Task prompt: Return each line of the items below that contains the word "high".
## BEGIN
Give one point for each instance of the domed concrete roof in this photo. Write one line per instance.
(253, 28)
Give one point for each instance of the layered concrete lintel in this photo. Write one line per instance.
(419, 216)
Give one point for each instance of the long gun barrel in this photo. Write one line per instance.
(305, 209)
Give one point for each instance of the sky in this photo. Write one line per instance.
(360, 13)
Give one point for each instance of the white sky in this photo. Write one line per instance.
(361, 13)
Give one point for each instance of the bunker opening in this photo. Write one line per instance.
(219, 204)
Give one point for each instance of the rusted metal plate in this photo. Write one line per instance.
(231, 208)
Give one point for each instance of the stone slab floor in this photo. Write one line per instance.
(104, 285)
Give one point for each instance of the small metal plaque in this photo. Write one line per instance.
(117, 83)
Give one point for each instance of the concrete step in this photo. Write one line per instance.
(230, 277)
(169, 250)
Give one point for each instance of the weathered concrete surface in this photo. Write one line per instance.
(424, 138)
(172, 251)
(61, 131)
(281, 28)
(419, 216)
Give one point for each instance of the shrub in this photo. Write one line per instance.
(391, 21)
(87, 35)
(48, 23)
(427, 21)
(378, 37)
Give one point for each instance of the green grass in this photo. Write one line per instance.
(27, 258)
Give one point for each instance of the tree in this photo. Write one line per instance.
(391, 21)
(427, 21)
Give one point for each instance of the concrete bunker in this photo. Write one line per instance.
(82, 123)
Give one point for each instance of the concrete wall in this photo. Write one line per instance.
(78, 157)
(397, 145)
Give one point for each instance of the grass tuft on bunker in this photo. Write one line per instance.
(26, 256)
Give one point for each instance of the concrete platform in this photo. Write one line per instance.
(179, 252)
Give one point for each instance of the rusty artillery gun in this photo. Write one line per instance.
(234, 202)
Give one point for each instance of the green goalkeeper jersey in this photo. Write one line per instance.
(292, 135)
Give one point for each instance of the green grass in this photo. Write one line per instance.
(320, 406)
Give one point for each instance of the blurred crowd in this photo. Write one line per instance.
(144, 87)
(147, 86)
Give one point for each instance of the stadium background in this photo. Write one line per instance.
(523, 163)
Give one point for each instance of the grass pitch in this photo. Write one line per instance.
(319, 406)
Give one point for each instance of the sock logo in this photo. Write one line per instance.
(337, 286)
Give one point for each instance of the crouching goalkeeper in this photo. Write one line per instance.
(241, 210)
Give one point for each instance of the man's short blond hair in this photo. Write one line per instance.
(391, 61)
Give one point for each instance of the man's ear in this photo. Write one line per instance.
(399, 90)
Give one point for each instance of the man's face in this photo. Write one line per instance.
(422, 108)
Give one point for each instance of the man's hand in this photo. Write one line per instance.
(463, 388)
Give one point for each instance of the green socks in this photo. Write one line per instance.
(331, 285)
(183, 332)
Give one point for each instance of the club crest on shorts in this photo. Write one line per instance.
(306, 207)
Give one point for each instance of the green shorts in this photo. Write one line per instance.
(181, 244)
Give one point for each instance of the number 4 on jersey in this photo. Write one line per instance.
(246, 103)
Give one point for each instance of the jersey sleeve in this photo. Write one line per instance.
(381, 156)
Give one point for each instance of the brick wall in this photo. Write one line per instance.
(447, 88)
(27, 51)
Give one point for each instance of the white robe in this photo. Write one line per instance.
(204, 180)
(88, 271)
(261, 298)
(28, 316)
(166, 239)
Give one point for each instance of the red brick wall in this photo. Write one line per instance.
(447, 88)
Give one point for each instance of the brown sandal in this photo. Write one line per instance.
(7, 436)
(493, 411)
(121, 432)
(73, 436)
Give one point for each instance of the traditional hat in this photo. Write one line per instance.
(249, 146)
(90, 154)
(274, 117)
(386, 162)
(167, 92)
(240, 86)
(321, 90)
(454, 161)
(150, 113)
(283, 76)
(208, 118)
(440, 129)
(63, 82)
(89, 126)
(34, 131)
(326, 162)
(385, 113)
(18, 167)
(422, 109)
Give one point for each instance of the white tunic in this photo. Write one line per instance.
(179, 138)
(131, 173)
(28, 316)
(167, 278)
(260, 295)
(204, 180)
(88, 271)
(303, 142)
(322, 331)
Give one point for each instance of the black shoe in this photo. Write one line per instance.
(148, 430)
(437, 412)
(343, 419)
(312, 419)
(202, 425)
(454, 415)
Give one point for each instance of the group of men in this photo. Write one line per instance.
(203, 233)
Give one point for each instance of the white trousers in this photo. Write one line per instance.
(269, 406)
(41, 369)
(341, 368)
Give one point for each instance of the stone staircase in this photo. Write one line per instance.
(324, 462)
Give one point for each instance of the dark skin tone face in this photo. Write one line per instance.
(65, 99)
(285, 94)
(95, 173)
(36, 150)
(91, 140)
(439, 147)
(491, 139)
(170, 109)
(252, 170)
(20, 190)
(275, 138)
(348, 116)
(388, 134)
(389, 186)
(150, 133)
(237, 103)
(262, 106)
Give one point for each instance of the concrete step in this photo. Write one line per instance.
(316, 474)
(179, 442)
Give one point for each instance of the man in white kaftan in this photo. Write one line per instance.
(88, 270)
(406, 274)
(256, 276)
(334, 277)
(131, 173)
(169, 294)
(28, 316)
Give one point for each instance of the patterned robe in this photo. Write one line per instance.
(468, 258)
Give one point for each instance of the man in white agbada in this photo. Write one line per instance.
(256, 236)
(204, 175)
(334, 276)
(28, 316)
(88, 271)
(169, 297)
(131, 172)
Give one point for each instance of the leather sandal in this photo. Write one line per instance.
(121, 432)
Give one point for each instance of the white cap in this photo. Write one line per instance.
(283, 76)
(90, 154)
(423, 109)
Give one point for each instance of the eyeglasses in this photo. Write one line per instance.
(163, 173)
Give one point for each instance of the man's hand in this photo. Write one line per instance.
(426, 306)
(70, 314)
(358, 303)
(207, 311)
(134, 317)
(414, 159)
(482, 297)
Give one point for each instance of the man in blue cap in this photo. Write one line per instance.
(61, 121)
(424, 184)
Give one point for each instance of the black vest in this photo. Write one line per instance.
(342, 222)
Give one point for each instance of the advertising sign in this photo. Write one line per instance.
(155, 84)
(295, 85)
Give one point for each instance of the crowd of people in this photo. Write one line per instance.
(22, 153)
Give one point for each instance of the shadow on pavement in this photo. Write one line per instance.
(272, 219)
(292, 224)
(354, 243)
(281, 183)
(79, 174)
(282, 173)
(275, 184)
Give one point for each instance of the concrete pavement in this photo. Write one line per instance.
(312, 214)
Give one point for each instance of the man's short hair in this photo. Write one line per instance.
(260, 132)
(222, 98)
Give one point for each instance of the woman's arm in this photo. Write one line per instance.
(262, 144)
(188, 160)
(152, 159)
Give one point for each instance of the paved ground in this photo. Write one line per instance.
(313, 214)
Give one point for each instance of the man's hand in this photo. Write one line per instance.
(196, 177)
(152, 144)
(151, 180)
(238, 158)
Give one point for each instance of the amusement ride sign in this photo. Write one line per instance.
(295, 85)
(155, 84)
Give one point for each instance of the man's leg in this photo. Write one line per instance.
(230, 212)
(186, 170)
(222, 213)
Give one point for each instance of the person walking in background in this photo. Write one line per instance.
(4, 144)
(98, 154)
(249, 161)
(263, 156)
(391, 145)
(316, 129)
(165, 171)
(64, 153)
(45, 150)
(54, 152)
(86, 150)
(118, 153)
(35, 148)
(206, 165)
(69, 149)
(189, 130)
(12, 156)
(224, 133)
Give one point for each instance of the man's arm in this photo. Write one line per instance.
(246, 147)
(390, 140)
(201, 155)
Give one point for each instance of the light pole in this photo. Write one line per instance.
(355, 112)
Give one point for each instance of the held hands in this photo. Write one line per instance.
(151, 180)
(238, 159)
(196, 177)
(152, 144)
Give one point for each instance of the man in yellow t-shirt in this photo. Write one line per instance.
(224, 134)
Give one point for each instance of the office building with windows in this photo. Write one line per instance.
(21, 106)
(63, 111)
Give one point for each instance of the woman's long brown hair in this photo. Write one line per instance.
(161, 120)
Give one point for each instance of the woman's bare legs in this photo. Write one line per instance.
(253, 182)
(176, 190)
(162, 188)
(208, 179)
## END
## BEGIN
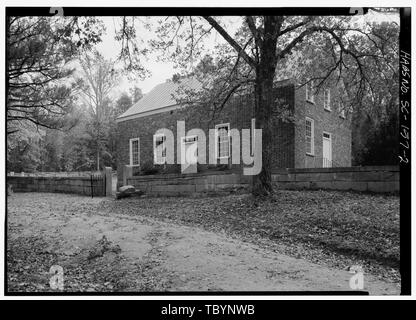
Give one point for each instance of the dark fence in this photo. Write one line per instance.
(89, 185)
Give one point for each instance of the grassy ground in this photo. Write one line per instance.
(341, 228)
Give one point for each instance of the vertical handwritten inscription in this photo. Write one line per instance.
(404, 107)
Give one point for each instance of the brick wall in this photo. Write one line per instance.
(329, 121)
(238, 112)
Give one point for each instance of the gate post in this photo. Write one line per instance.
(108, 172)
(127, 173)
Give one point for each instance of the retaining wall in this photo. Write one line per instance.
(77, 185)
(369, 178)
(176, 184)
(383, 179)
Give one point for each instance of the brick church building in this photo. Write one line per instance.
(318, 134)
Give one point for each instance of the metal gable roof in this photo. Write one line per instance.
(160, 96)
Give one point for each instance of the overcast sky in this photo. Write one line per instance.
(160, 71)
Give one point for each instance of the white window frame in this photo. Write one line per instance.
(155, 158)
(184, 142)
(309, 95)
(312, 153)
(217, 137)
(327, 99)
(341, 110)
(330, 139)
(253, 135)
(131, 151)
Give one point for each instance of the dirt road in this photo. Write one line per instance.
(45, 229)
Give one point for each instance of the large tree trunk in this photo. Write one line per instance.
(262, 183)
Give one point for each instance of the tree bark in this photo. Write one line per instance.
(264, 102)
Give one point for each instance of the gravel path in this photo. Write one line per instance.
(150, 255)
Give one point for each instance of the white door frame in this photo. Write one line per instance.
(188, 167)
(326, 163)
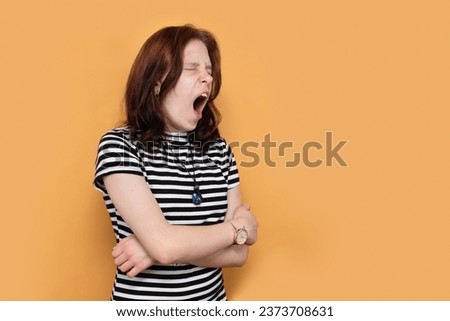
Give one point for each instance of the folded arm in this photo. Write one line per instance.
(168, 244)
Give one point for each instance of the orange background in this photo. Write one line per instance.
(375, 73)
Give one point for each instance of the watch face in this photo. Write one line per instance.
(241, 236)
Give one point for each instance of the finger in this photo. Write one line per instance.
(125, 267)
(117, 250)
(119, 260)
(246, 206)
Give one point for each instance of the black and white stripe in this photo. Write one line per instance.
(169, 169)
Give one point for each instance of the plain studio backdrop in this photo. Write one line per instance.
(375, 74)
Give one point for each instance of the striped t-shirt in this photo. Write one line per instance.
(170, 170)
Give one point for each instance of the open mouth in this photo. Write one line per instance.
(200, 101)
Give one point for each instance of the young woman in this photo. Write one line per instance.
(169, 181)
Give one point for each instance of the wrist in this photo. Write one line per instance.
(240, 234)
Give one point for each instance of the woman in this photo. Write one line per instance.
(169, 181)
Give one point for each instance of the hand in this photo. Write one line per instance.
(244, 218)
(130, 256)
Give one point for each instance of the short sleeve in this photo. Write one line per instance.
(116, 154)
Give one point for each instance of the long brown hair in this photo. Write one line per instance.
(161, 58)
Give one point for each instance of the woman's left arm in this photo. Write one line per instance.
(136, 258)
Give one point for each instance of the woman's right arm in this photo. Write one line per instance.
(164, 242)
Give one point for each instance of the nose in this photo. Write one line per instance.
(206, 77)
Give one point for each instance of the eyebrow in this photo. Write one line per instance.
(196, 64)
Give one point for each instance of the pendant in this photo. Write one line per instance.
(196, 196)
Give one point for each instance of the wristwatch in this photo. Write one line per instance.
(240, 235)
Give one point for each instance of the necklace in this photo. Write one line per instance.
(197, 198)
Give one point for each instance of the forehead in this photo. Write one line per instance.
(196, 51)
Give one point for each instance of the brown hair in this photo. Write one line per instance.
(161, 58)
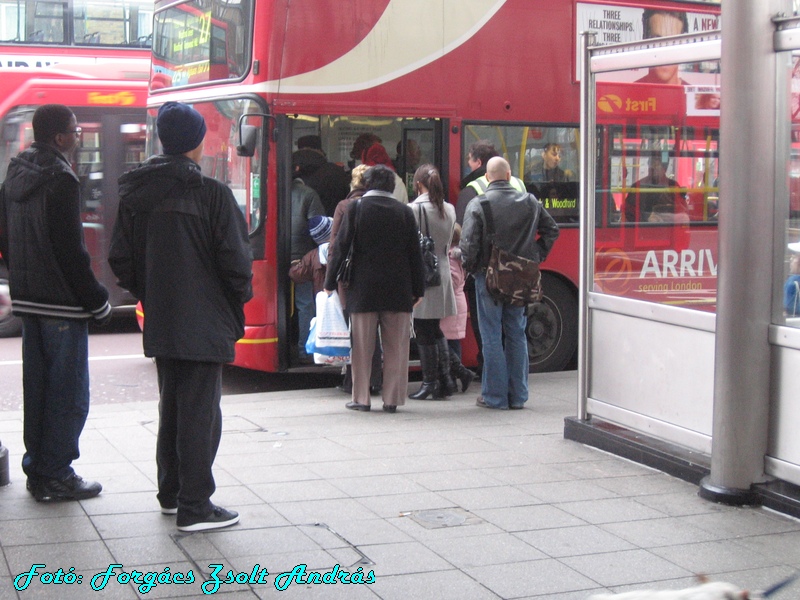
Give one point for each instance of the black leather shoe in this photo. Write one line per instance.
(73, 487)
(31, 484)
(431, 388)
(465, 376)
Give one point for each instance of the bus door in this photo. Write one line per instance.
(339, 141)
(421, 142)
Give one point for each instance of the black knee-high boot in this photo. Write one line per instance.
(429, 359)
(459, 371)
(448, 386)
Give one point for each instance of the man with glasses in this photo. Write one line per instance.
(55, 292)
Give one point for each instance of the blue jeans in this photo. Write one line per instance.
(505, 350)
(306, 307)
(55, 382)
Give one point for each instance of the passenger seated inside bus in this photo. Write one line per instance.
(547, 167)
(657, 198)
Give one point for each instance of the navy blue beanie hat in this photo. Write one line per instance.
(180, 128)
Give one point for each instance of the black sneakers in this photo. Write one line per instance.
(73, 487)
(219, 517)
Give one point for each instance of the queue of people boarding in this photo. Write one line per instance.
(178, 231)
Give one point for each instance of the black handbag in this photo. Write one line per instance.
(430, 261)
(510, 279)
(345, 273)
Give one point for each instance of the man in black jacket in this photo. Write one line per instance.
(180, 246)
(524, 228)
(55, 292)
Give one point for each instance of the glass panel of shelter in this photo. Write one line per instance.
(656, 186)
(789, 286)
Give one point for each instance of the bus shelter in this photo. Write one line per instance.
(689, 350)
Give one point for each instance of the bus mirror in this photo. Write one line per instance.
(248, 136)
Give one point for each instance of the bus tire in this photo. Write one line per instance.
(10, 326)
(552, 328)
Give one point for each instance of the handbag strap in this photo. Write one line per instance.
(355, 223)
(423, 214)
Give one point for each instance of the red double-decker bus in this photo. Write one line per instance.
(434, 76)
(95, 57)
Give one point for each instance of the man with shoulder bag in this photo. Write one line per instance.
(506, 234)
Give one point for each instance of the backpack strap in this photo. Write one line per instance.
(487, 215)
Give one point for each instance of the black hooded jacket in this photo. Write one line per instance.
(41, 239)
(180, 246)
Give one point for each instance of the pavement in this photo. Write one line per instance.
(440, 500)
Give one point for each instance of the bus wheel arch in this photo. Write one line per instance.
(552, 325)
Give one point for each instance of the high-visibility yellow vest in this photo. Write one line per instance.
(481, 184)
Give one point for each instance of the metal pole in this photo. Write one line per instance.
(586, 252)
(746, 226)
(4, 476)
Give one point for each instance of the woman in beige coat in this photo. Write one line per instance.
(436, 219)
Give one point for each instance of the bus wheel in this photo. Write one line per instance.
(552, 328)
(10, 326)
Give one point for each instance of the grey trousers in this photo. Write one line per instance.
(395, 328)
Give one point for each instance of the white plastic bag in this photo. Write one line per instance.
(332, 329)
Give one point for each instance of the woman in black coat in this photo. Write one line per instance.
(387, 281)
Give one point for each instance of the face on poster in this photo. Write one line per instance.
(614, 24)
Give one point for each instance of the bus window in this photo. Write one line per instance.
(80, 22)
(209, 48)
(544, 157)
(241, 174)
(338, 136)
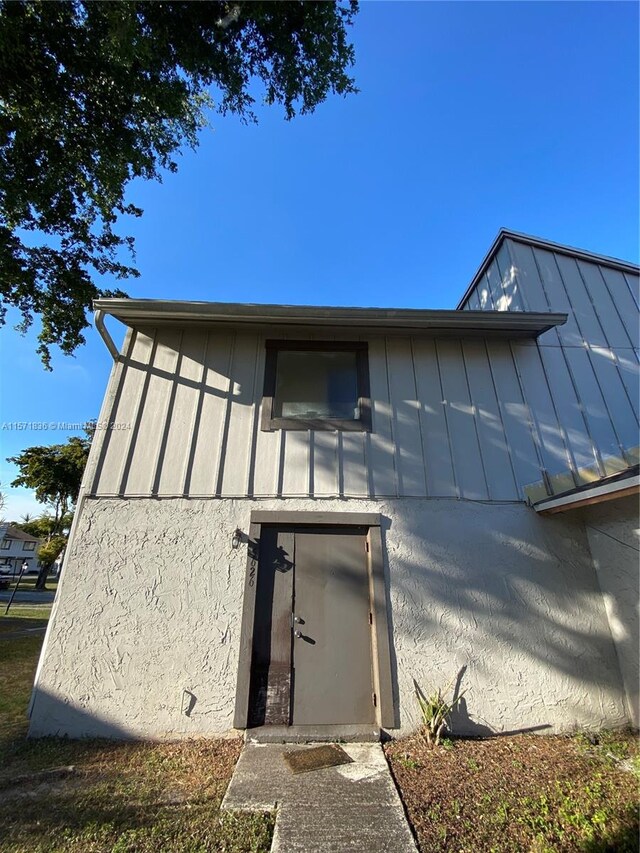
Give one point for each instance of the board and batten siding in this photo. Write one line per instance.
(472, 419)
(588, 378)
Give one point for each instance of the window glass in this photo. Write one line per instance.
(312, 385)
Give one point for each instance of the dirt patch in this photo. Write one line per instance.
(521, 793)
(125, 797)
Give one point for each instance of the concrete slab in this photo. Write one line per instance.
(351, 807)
## END
## BEGIN
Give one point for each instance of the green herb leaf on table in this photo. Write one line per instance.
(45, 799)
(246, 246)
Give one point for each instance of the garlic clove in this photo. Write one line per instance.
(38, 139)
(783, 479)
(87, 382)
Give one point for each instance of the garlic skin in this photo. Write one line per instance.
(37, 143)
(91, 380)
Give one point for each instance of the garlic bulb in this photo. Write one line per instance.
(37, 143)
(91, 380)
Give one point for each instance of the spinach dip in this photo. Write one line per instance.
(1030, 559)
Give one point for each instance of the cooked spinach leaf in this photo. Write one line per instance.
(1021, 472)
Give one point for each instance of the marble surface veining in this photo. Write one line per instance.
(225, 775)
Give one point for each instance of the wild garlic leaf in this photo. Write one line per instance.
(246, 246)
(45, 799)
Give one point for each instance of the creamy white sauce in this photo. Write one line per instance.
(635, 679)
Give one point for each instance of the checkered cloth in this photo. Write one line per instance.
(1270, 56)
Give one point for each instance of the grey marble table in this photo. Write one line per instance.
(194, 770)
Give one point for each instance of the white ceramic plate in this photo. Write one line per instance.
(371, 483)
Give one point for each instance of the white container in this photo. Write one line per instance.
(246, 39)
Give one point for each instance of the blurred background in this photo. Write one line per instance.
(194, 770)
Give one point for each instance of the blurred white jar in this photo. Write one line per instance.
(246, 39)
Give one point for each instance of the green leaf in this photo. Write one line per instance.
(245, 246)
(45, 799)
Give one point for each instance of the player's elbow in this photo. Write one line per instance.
## END
Solution for this exercise:
Give one point for each instance of the black knee-high boot in this photo. Write one line per instance.
Give one point for each instance of the high-visibility yellow vest in this photo. Write one line per instance.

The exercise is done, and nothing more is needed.